Goal of the exercise
Everything from the line containing "According to our records, the potted" through the end of the entries below must be set down exactly, and nothing else.

::::::::

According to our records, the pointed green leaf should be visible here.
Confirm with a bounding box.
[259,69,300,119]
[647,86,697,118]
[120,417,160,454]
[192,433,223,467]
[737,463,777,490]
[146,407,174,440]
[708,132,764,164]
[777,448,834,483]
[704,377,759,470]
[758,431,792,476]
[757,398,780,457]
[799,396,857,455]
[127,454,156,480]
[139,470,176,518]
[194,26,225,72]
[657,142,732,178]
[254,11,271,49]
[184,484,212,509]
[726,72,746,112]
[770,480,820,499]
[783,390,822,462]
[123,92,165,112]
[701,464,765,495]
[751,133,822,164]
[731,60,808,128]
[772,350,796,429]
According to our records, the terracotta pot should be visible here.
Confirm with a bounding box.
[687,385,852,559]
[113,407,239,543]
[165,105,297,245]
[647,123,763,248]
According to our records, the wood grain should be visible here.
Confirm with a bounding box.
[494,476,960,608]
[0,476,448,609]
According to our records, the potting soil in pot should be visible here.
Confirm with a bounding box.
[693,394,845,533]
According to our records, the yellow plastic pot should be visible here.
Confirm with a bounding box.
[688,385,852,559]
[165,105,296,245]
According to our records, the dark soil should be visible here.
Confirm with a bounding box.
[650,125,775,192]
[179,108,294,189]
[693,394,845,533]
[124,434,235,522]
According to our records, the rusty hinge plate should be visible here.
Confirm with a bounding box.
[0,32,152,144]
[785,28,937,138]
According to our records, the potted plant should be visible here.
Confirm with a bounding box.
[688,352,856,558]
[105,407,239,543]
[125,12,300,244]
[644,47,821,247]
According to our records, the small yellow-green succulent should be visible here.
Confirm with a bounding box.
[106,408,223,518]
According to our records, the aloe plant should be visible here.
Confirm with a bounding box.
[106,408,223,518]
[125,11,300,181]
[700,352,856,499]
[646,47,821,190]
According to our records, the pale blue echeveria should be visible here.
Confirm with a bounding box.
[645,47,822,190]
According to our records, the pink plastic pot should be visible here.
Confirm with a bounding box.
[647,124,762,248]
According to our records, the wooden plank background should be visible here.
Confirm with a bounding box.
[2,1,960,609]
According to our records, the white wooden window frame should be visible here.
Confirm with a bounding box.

::::::::

Solution
According to our records, the potted plant should be visible here.
Confirm with a bounding box.
[688,352,856,558]
[105,407,239,543]
[125,12,300,244]
[644,47,821,247]
According to our records, the small yellow-green succulent should be visible here.
Confirm with a bounding box.
[106,408,223,518]
According to our records, the aloe plant should be visible here.
Confirm with a bounding box.
[106,408,223,518]
[125,11,300,181]
[700,352,856,499]
[646,47,821,190]
According to our records, the pale blue echeveria should be visible here.
Confirm with a bounding box.
[645,47,822,190]
According to our records, the pink plastic pot should be visible here.
Confirm with a bounding box.
[647,124,762,248]
According to our records, the wooden plank background should be visible here.
Confirm with a bounding box.
[2,1,960,609]
According to our records, the white wooden window frame should be visible here.
Confirm with a bounding box.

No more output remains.